• _WHAT THE TASK REQUIRES_
These entries are to be set down again exactly.

*** EXERCISE INPUTS Section Begins ***

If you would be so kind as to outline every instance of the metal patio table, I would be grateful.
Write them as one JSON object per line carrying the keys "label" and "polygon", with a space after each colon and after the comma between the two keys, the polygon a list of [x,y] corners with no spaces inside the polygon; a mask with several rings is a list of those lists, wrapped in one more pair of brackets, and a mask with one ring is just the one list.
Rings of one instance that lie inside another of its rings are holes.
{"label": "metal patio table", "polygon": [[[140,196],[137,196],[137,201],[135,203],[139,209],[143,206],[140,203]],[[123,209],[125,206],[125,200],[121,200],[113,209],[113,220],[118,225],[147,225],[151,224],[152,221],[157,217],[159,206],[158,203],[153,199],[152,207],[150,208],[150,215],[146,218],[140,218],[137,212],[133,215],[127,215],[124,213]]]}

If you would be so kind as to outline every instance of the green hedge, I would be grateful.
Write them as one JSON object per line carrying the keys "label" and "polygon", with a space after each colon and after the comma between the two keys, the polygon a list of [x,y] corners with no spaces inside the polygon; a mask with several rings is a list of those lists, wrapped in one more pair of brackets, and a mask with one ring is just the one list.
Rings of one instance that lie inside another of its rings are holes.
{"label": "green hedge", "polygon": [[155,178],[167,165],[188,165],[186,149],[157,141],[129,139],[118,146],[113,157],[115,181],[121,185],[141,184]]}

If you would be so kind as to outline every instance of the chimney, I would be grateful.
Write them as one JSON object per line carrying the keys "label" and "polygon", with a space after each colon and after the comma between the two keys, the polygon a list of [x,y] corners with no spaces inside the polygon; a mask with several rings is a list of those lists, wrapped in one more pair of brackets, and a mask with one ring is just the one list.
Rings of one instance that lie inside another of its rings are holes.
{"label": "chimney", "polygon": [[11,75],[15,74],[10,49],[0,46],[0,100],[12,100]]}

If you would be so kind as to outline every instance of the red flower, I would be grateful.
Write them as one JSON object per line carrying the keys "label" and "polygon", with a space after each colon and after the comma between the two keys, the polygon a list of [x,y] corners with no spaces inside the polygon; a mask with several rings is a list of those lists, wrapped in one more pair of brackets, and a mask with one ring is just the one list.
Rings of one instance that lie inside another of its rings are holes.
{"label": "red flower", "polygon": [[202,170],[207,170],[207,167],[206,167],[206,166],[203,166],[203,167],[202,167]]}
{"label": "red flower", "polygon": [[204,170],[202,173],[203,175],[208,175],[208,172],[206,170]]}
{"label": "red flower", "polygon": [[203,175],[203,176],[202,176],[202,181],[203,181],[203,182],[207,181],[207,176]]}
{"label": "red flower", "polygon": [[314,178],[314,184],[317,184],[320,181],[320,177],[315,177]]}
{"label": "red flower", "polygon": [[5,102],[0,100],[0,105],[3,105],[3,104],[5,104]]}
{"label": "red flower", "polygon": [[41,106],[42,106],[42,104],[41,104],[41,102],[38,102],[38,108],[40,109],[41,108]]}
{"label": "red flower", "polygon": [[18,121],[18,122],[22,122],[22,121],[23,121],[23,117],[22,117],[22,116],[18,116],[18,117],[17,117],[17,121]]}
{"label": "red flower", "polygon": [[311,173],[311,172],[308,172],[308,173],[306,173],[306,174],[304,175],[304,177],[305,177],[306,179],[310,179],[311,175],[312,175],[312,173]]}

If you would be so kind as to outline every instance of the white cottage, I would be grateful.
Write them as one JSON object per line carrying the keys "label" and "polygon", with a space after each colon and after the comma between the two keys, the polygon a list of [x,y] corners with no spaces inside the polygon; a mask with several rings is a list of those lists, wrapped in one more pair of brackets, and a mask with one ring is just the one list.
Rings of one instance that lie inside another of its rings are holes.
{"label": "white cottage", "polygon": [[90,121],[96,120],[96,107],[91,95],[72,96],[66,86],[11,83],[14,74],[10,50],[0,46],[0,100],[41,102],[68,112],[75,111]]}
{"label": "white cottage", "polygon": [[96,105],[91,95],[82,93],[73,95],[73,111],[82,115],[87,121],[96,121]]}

*** EXERCISE INPUTS Section Ends ***

• _RESULT_
If you would be so kind as to outline every instance of the metal patio table, I would be grateful.
Write them as one JSON object per line carrying the keys "label" and "polygon", with a space after each colon and after the comma between the two keys, the polygon a list of [x,y] corners with no spaces inside the polygon; a mask with several rings is a list of those lists, wrapped in one more pair of brackets, and a mask with one ring is just the one list.
Rings of one instance that lie inside another of its rings are holes.
{"label": "metal patio table", "polygon": [[[140,196],[137,196],[137,201],[135,203],[139,209],[143,206],[140,203]],[[123,209],[125,206],[125,200],[121,200],[113,209],[113,220],[118,225],[147,225],[151,224],[152,221],[157,217],[159,206],[158,203],[153,199],[152,207],[150,208],[150,215],[146,218],[140,218],[137,212],[133,215],[127,215],[124,213]]]}

If you would be so kind as to outline every instance of the green hedge, I would be grateful.
Write them as one JSON object per line carrying the keys "label" and "polygon", with a space after each colon and after the comma between the two keys, the polygon a list of [x,y] corners with no spaces inside the polygon; a mask with several rings is a list of those lists, wrapped in one more pair of brackets, and a mask with one ring is just the one list.
Rings of one instance that lie inside another of its rings are holes.
{"label": "green hedge", "polygon": [[155,178],[167,165],[188,165],[186,149],[157,141],[129,139],[118,146],[113,157],[115,181],[121,185],[141,184]]}

If you would be so kind as to outline every instance of the chimney, I would be grateful.
Write them as one JSON object per line carrying the keys "label" and "polygon", with a space after each colon and after the comma between the two keys, the polygon a list of [x,y] corners with no spaces inside the polygon; a mask with several rings is a list of those lists, wrapped in one more pair of brackets, and a mask with one ring is just the one list.
Rings of one instance that lie inside another of its rings are holes.
{"label": "chimney", "polygon": [[11,75],[15,74],[10,49],[0,46],[0,100],[12,100]]}

If you would be so kind as to outline every instance of the red flower, I would be grateful.
Write them as one JSON object per line carrying the keys "label" and "polygon", with a space after each colon and after the comma between the two keys, the polygon a list of [x,y] corners with no spaces inside the polygon; a mask with several rings is a list of those lists, wrapped in one more pair of brackets, and a mask with one ring is just the one list.
Rings of one instance that lie inside another of its rings are holes.
{"label": "red flower", "polygon": [[202,170],[207,170],[207,167],[206,167],[206,166],[203,166],[203,167],[202,167]]}
{"label": "red flower", "polygon": [[204,170],[202,173],[203,175],[208,175],[208,172],[206,170]]}
{"label": "red flower", "polygon": [[203,175],[203,176],[202,176],[202,181],[203,181],[203,182],[207,181],[207,176]]}
{"label": "red flower", "polygon": [[314,178],[314,184],[317,184],[320,181],[320,177],[315,177]]}
{"label": "red flower", "polygon": [[5,102],[0,100],[0,105],[3,105],[3,104],[5,104]]}
{"label": "red flower", "polygon": [[41,106],[42,106],[42,104],[41,104],[41,102],[38,102],[38,108],[40,109],[41,108]]}
{"label": "red flower", "polygon": [[18,121],[18,122],[22,122],[22,121],[23,121],[23,117],[22,117],[22,116],[18,116],[18,117],[17,117],[17,121]]}
{"label": "red flower", "polygon": [[311,173],[311,172],[308,172],[308,173],[306,173],[306,174],[304,175],[304,177],[305,177],[306,179],[310,179],[311,175],[312,175],[312,173]]}

If you would be so kind as to outline every instance of the white cottage, I would be grateful.
Write them as one JSON object per line carrying the keys "label" and "polygon", with a space after each colon and after the comma between the two keys, the polygon a list of [x,y] corners with no spaces inside the polygon; a mask with several rings is a list of those lists, wrapped in one more pair of brackets, and a mask with one ring is just the one list.
Rings of one instance that lie inside another of its rings are holes.
{"label": "white cottage", "polygon": [[90,121],[96,120],[96,107],[91,95],[72,96],[66,86],[11,83],[14,74],[10,50],[0,46],[0,100],[41,102],[68,112],[75,111]]}
{"label": "white cottage", "polygon": [[96,105],[91,95],[82,93],[73,95],[73,111],[82,115],[87,121],[96,121]]}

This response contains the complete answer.